Para Koutzii, os governos Kirchner fizeram algo que faltou aos governos nacionais do PT, a saber, uma disputa mais sistemática do sentido político das realizações e dos conceitos do governo e a disposição para assumir alguns confrontos, como fizeram no tema da mídia, por exemplo. Mesmo com a derrota eleitoral agora, defende, essa postura produz outro tipo de educação política na sociedade, o que deverá dificultar os planos do novo presidente, Mauricio Macri.
No plano estadual, o ex-chefe da Casa Civil do governo Olívio Dutra enxerga o governo de José Ivo Sartori (PMDB) adotando a mesma lógica de “fazer todo o mal de uma só vez”, aplicada por Macri. E seguindo uma mesma agenda neoliberal também, de diminuição do papel do Estado e de ataque aos servidores públicos. Mas, para Koutzii, Sartori não tem apenas uma “cara de Macri”. “Ele também tem seu lado de Yeda. Ele não usava a expressão ‘déficit zero’, mas está atuando exatamente como se fosse, de um modo até mais radicalizado”. Essa política, afirma, “está partindo o Rio Grande ao meio”.
“A rede Globo, como o William Bonner disse várias vezes, sempre teve acesso a informações e conteúdos de gravações em primeira mão. Não é preciso nenhuma paranoia para perceber que foram movimentos coordenados”.
A entrevista é de Marco Weissheimer, publicada por Sul21, 04-01-2016.
Eis a entrevista.
Até o início de dezembro havia, junto ao governo federal e às lideranças do PT e de partidos aliados, uma perspectiva muito pessimista em relação ao final de ano. No entanto, a partir da decisão do STF sobre o rito do impeachment e de alguns outros acontecimentos, o final de 2015 não foi tão ruim como chegou a ser esperado. Qual a avaliação que você faz sobre o desfecho de 2015 no cenário político?
O ritmo segundo o qual as coisas vinham acontecendo tinha uma velocidade espantosa. Parecia uma sucessão inesgotável de novidades negativas. Na verdade, no meu julgamento, isso era fruto de uma dinâmica desencadeada, por um lado, a partir de problemas que efetivamente aconteceram envolvendo condutas inaceitáveis de agentes políticos e, por outro lado, a partir de um movimento homogêneo na chamada grande imprensa, alimentado diariamente pelas Vejas da vida e companhia. Tudo saía muito bem articulado. A rede Globo, como o William Bonner disse várias vezes, sempre teve acesso a informações e conteúdos de gravações em primeira mão. Não é preciso nenhuma paranoia para perceber que foram movimentos coordenados.
O fato de vários acontecimentos existirem não quer dizer que todas as pessoas estão condenadas a avaliarem tais acontecimentos segundo a visão construída pela direita brasileira, que se articula claramente com uma tentativa de golpe contra a presidenta Dilma Rousseff, algo que já externei há muito tempo. Eu estava, de fato, muito pessimista. Achava que era uma coisa avassaladora. E juntava-se a isso as políticas escolhidas pelo governo com uma inflexão diferente daquelas adotadas desde o início do governo Lula até aqui, por meio das quais conseguimos cumprir certa pauta desenvolvimentista. Os resultados dessas políticas acabaram ficando, neste último período, opacados por essa ofensiva permanente da direita.

[MATERIAL FORNECIDO]
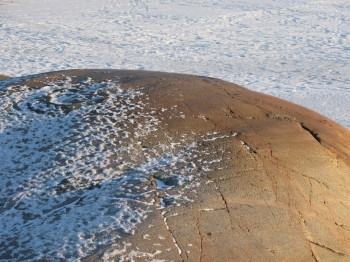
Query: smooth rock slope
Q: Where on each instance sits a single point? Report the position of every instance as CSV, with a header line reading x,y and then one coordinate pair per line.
x,y
148,166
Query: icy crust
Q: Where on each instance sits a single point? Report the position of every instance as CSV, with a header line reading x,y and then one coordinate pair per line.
x,y
75,175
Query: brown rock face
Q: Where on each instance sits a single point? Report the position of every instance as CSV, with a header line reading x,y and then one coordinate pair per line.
x,y
262,179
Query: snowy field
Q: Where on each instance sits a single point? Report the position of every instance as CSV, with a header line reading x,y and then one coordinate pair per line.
x,y
298,50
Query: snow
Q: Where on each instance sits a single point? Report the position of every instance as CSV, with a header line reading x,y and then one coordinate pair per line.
x,y
294,49
72,182
55,159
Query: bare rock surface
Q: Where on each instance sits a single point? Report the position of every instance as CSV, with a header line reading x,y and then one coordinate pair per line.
x,y
148,166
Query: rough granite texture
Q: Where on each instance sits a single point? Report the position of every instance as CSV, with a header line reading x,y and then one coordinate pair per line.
x,y
281,191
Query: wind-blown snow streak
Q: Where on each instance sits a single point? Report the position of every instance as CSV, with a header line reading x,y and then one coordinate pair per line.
x,y
297,50
75,175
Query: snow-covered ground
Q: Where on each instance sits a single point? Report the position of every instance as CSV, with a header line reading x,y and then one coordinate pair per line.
x,y
295,49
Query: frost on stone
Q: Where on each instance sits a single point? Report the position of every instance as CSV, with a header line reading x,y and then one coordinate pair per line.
x,y
74,175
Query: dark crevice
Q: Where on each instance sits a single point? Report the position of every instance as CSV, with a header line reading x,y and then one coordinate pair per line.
x,y
314,135
328,248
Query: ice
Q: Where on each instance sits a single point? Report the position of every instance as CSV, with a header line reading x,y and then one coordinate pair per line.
x,y
297,50
75,176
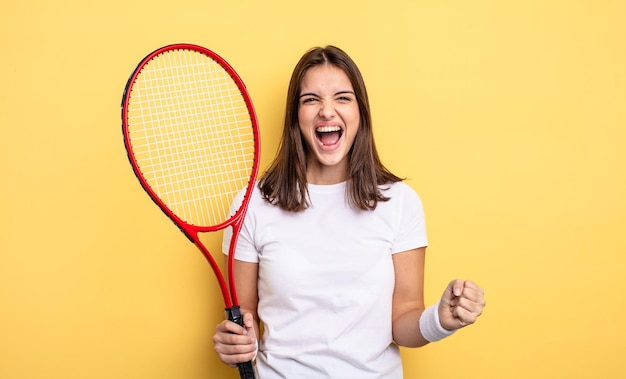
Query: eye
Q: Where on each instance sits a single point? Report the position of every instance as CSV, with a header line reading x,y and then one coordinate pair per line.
x,y
308,100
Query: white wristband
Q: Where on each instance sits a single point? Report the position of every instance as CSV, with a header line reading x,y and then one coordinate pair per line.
x,y
430,327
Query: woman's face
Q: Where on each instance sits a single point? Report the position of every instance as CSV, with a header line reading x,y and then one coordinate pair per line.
x,y
328,115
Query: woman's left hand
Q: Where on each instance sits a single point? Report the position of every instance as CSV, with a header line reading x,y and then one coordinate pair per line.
x,y
461,304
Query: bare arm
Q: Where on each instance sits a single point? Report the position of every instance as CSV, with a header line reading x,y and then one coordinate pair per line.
x,y
233,343
461,304
408,297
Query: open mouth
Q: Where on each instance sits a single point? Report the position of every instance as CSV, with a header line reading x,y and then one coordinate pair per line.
x,y
328,135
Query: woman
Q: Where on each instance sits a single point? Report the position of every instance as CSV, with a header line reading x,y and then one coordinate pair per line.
x,y
331,255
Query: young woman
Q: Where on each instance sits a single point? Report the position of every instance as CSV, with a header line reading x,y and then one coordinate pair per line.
x,y
330,259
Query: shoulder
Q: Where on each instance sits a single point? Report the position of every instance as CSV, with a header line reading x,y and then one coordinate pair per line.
x,y
398,189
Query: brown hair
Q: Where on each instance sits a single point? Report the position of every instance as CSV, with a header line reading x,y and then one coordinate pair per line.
x,y
285,184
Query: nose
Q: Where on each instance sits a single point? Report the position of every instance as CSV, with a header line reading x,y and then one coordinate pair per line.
x,y
327,110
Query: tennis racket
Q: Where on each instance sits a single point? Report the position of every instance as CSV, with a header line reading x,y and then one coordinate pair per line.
x,y
192,138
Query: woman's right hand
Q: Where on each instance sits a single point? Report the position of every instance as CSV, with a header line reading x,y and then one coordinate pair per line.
x,y
235,344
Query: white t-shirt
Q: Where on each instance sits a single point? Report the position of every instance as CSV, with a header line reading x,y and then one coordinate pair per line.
x,y
326,282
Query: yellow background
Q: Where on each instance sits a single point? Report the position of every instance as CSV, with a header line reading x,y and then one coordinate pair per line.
x,y
509,119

[EXERCÍCIO] No trecho selecionado, reescreva em forma de lista o parágrafo que começa com "No plano estadual", mantendo seus fatos principais.

[RESOLUÇÃO DO EXERCÍCIO]
- Koutzii, ex-chefe da Casa Civil do governo Olívio Dutra, vê o governo de José Ivo Sartori (PMDB) adotar a mesma lógica de Macri de "fazer todo o mal de uma só vez".
- Sartori segue também a mesma agenda neoliberal, de diminuição do papel do Estado e de ataque aos servidores públicos.
- Para Koutzii, Sartori tem ainda um "lado de Yeda": não usava a expressão "déficit zero", mas atua como se a usasse, de modo até mais radicalizado.
- Segundo Koutzii, essa política "está partindo o Rio Grande ao meio".